Material provided
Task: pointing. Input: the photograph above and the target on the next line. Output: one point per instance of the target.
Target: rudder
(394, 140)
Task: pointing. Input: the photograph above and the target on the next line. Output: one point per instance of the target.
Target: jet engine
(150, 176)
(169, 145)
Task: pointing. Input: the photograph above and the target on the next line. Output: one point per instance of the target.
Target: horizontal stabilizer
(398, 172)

Stated task
Retype every line of the listing above with no changes.

Solution to the exercise
Task: pointing. Input: the photograph above and the target on the next line. Output: one point per instance of the target.
Target: rudder
(394, 140)
Task: pointing. Input: the photograph above and the target on the next line. Output: one point per instance of the target.
Target: jet engine
(150, 176)
(169, 145)
Task: pointing. Input: the photograph above and the target on the next line. Output: one point per instance of the target.
Target: horizontal stabilizer
(398, 172)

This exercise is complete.